● **Aufgabenstellung**
Dupliziere die folgenden Daten Zeile für Zeile, ohne ein Zeichen zu verändern.

● **Extrahierte Daten**

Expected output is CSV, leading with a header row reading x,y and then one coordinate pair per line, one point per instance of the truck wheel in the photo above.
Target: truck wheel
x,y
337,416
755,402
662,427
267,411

● **Vollständige Ausgabe**
Expected output is CSV, leading with a header row reading x,y and then one coordinate pair per line, one point per instance of the truck wheel in the photo above.
Target: truck wheel
x,y
337,416
755,402
662,427
267,411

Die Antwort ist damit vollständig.